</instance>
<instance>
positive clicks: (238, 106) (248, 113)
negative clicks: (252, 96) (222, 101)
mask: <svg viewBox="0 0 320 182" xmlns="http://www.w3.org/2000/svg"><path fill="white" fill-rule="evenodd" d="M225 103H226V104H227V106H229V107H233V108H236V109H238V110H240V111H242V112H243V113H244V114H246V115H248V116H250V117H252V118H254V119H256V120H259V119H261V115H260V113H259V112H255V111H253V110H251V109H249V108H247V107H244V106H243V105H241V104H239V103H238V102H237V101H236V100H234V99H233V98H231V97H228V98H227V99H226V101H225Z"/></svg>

- _TASK PROMPT_
Your task is to repeat every entry exactly.

- _SOLUTION BELOW_
</instance>
<instance>
positive clicks: (238, 106) (248, 113)
negative clicks: (252, 96) (222, 101)
mask: <svg viewBox="0 0 320 182" xmlns="http://www.w3.org/2000/svg"><path fill="white" fill-rule="evenodd" d="M225 103H226V104H227V106H229V107H233V108H236V109H238V110H240V111H242V112H243V113H244V114H246V115H248V116H250V117H252V118H254V119H256V120H259V119H261V115H260V113H259V112H255V111H253V110H251V109H249V108H247V107H244V106H243V105H241V104H239V103H238V102H237V101H236V100H234V99H233V98H231V97H228V98H227V99H226V101H225Z"/></svg>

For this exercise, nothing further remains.